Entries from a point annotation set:
— START —
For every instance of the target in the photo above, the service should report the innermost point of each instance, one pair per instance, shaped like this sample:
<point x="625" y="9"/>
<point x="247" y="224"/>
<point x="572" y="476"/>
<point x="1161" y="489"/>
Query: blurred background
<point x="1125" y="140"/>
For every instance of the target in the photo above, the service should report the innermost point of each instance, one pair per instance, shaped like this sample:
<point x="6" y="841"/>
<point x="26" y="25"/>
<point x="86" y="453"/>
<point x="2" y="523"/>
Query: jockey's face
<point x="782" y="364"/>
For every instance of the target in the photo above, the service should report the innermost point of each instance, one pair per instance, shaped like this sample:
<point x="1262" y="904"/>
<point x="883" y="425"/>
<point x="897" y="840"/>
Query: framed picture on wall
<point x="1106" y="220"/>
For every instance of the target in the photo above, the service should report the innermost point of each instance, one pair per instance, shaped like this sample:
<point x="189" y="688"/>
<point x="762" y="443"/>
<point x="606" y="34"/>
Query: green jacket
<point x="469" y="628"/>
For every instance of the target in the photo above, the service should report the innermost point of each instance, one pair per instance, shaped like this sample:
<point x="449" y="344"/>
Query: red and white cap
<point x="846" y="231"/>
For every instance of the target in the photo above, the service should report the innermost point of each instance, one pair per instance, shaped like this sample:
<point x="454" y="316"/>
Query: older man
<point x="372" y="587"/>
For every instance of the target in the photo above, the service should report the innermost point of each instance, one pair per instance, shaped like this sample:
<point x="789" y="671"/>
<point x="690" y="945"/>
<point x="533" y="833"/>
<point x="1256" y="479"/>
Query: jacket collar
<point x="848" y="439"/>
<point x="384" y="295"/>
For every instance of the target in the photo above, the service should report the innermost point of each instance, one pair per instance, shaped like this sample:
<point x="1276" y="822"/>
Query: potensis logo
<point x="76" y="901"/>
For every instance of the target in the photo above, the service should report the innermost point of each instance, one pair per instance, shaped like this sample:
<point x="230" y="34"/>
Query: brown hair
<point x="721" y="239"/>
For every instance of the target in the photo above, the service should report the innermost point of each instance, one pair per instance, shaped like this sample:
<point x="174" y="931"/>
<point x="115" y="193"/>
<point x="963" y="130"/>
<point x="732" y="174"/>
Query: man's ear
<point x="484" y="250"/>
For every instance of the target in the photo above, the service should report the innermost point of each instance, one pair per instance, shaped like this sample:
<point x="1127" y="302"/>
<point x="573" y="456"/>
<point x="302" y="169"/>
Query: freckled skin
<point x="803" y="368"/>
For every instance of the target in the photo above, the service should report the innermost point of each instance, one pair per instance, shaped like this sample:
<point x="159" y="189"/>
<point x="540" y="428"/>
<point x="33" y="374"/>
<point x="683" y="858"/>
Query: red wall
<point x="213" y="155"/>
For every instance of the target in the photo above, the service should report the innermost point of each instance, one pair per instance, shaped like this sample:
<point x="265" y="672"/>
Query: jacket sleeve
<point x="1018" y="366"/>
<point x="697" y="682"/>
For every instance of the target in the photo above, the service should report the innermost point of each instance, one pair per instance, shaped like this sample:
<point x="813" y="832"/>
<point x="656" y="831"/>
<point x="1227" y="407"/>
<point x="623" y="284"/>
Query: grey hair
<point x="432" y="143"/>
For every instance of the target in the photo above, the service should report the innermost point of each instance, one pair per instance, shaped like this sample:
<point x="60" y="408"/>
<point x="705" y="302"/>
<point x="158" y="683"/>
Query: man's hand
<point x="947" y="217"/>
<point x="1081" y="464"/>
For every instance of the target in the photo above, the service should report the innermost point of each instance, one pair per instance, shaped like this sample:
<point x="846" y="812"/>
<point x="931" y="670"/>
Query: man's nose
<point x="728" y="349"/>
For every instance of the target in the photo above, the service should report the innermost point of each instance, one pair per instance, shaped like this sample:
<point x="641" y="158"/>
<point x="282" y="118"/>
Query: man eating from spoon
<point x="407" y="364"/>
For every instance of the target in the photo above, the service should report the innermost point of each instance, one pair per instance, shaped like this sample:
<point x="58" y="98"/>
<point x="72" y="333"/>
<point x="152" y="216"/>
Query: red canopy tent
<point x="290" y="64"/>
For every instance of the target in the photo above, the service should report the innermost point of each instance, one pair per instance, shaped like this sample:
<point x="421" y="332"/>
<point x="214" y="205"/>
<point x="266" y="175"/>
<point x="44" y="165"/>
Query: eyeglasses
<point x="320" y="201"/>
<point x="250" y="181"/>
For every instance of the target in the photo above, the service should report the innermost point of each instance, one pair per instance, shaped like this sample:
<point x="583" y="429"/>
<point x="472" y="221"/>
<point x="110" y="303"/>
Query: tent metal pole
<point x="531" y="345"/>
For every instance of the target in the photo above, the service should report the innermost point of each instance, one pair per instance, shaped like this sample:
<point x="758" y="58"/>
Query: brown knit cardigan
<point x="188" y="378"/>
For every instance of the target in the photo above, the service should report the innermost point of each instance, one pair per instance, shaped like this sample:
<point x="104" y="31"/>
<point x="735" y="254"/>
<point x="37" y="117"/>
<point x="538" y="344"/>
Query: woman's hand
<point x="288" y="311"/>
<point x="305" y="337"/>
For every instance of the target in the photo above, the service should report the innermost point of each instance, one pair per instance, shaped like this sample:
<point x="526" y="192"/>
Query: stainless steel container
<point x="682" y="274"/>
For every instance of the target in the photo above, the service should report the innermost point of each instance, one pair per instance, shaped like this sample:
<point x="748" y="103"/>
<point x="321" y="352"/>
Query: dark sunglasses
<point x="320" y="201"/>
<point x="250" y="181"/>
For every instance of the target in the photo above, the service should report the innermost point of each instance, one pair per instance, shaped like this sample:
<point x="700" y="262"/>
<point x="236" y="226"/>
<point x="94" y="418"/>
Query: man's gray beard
— END —
Short task
Repeat all of the records above exactly as written.

Answer
For every instance of the target in the photo above, the service should report the innermost point of each instance, one pair per instance, shaped like this sample:
<point x="625" y="9"/>
<point x="247" y="224"/>
<point x="572" y="476"/>
<point x="1161" y="489"/>
Query: blurred background
<point x="1125" y="140"/>
For every instance of the target in the photo above, the service should report the innermost point of each instance, one pair per instance, shaped like this sample:
<point x="6" y="841"/>
<point x="26" y="25"/>
<point x="86" y="453"/>
<point x="2" y="523"/>
Query: jockey's face
<point x="782" y="364"/>
For every instance of the target in the photo above, the service should report the innermost point of each instance, one pair per instance, shaped like this sample:
<point x="1262" y="904"/>
<point x="883" y="425"/>
<point x="897" y="840"/>
Query: framed picture on wall
<point x="1106" y="220"/>
For every instance of the target in the photo above, the service should report the innermost point of each instance, one pair per instance, shaped like this sample:
<point x="189" y="688"/>
<point x="762" y="443"/>
<point x="606" y="34"/>
Query: green jacket
<point x="469" y="628"/>
For every instance of the target in the photo above, the service should report the innermost point of each instance, one pair per instance, shaped like this sample:
<point x="449" y="344"/>
Query: red and white cap
<point x="846" y="231"/>
For every instance of the target in the photo above, the service should report the innermost point of each instance, one pair per instance, shaped like this sample:
<point x="454" y="316"/>
Query: older man
<point x="372" y="587"/>
For every instance of the target in the photo above, the service should report the innermost point of each instance, one pair per instance, shaped like this sample:
<point x="789" y="671"/>
<point x="690" y="945"/>
<point x="533" y="833"/>
<point x="1256" y="479"/>
Query: jacket collar
<point x="848" y="439"/>
<point x="384" y="295"/>
For every instance of the target in the photo above, the service should report the innermost point of each instance, one pair per instance, shaped like this sample:
<point x="1276" y="822"/>
Query: potensis logo
<point x="76" y="901"/>
For every instance of the target in the photo above, the service should report the innermost point of each instance, one pair per instance, shaped like this sample:
<point x="230" y="34"/>
Query: brown hair
<point x="721" y="239"/>
For every instance of the target in the photo above, the service should report the innermost point of each instance, one pair per instance, shaped like this sample:
<point x="174" y="931"/>
<point x="115" y="193"/>
<point x="963" y="130"/>
<point x="732" y="174"/>
Query: man's ear
<point x="484" y="250"/>
For every instance of the target in the photo above, the service should report the innermost point of each instance, one pair per instance, shaped like this sample:
<point x="1127" y="302"/>
<point x="573" y="456"/>
<point x="302" y="169"/>
Query: freckled skin
<point x="803" y="368"/>
For every instance of the target in the photo above, the service should report the innermost point of each instance, one pair per instance, shaped like this sample:
<point x="159" y="189"/>
<point x="540" y="428"/>
<point x="33" y="374"/>
<point x="683" y="858"/>
Query: red wall
<point x="213" y="155"/>
For every instance of the target in the photo above, the service should report the innermost point of each instance, one pair per instance, shaped like this sample:
<point x="265" y="672"/>
Query: jacket sleeve
<point x="1018" y="366"/>
<point x="697" y="682"/>
For every instance of the target in the photo above, the service should report the innermost point of each instance, one pair per instance, shaped like this sample:
<point x="813" y="832"/>
<point x="656" y="831"/>
<point x="1227" y="407"/>
<point x="623" y="284"/>
Query: grey hair
<point x="432" y="143"/>
For every instance of the target in the photo above, the service should report the innermost point of each instance, one pair per instance, shaped like this sample:
<point x="60" y="408"/>
<point x="705" y="302"/>
<point x="158" y="683"/>
Query: man's hand
<point x="947" y="217"/>
<point x="1081" y="464"/>
For every instance of the target in the photo above, the service should report the innermost point of each instance, one pair per instance, shaped like this sample:
<point x="846" y="812"/>
<point x="931" y="670"/>
Query: man's nose
<point x="728" y="349"/>
For every instance of the target in the photo above, the service should report the innermost point of each instance, one pair per instance, shaped like this sample:
<point x="641" y="158"/>
<point x="282" y="118"/>
Query: man eating from spoon
<point x="407" y="364"/>
For every instance of the target in the photo above, the service should report the innermost point of each instance, one pair per instance, shaped like this sample:
<point x="58" y="98"/>
<point x="72" y="333"/>
<point x="152" y="216"/>
Query: red canopy tent
<point x="290" y="64"/>
For every instance of the target in the photo above, the service should report the innermost point of each instance, one pair per instance, shaped like this sample:
<point x="421" y="332"/>
<point x="214" y="205"/>
<point x="266" y="175"/>
<point x="44" y="165"/>
Query: eyeglasses
<point x="320" y="201"/>
<point x="250" y="181"/>
For every instance of the target in the photo above, the service should report the innermost point of each instance, one pair per instance, shaped like this sample:
<point x="583" y="429"/>
<point x="472" y="221"/>
<point x="110" y="303"/>
Query: tent metal pole
<point x="531" y="345"/>
For every instance of the target in the photo above, the service should report the innermost point of each instance, one pair per instance, shaped like this sample:
<point x="758" y="58"/>
Query: brown knit cardigan
<point x="188" y="378"/>
For every instance of the target in the photo above, the service should report the innermost point of each instance, one pair per instance, shaped like this sample:
<point x="104" y="31"/>
<point x="735" y="254"/>
<point x="37" y="117"/>
<point x="538" y="344"/>
Query: woman's hand
<point x="288" y="311"/>
<point x="305" y="337"/>
For every instance of the target in the photo above, the service should report the innermost point of each instance, one pair per instance, shaped like this sample:
<point x="526" y="192"/>
Query: stainless steel container
<point x="682" y="274"/>
For every instance of the target in the photo above, the service should report the innermost point of each instance, one pair per instance, shaped like this sample:
<point x="748" y="103"/>
<point x="321" y="352"/>
Query: dark sunglasses
<point x="320" y="201"/>
<point x="250" y="181"/>
For every instance of the target in the photo above, the service should report the innermost point of each instance, one pair per instance, shaped like this sample:
<point x="700" y="262"/>
<point x="236" y="226"/>
<point x="94" y="418"/>
Query: man's gray beard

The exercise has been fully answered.